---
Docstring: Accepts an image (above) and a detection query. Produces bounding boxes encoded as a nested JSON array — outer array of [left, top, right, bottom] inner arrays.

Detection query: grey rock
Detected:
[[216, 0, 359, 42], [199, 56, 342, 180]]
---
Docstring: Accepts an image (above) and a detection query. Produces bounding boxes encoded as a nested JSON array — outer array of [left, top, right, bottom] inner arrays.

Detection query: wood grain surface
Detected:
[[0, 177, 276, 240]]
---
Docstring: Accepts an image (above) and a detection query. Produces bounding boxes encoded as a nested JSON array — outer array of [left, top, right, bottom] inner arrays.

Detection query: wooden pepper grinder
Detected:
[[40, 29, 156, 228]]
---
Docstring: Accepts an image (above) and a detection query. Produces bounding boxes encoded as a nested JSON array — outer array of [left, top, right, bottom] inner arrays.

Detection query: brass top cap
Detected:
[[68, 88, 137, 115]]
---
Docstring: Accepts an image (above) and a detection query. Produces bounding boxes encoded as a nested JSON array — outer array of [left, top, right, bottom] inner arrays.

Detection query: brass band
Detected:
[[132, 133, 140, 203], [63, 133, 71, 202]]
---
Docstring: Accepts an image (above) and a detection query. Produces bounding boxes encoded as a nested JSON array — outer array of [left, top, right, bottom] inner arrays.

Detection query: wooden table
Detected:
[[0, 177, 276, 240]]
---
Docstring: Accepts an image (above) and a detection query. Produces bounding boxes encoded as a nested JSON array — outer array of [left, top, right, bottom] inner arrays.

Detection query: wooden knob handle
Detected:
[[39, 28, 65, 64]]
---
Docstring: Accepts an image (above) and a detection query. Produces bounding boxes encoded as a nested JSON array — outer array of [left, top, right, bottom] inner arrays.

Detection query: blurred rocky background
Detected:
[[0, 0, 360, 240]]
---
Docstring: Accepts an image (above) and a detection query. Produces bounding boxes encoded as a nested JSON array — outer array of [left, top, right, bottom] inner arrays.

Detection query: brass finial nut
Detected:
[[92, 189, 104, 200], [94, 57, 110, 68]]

Exercise details:
Could you write out the listing above again with every "brass" changed to "bronze" and nothing else altered?

Task output:
---
Docstring: Accepts an image (above) and a detection query. Produces bounding boxes encoded as a nested JSON array — outer array of [left, top, right, bottom] inner arrays.

Detection query: grey rock
Detected:
[[216, 0, 359, 42], [199, 56, 342, 180]]
---
Docstring: Accepts an image (above) and a detection query. Produces bounding boxes encoded as a nested JSON array — outer array of [left, top, right, bottom] inner arrays.

Detection query: wood grain surface
Detected:
[[0, 177, 276, 240]]
---
Docstring: Accepts an image (above) and a detection query. Produces bounding boxes encoded as a nested JSON array — outer array of [left, top, right, bottom] inner arrays.

Detection query: wooden pepper grinder
Detected:
[[40, 29, 156, 228]]
---
Docstring: Accepts an image (above) and a detection query. Produces bounding boxes encoded as a nested JSON array — outer array of [left, top, right, bottom] inner arrays.

Detection query: bronze top cap
Detected:
[[68, 88, 137, 115]]
---
Docstring: Accepts an image (above) and a detection query. Produces bounding boxes encoded as a nested JSON array — outer array of [left, top, right, bottom] inner arrays.

Detection query: bronze band
Detected:
[[132, 133, 140, 203], [63, 133, 71, 202]]
---
Docstring: Accepts an image (above) and a detection query. Produces bounding boxes encoded as a nested JSON array — outer array of [left, top, right, bottom] inner arrays.

Detection query: wooden table
Detected:
[[0, 177, 276, 240]]
---
Docstring: Accepts an image (above) and a detection query. Produces bounding boxes encoded as a nested JSON array — outer array of [left, top, right, bottom] inner arrays.

Detection query: wooden knob handle
Detected:
[[39, 28, 65, 64]]
---
Docstring: Accepts an image (above) and a detection query. Produces bounding boxes encoded as a nested JSON array — outer array of [left, top, right, bottom] inner arrays.

Detection query: blurred rocky background
Detected:
[[0, 0, 360, 240]]
---
Docstring: Accepts an image (above) and a detection query. Produces bounding boxes encoded as a nested JSON array — outer array of [left, top, right, bottom] inner arrays.

Detection query: bronze finial nut
Detected:
[[92, 189, 104, 200], [94, 57, 110, 68]]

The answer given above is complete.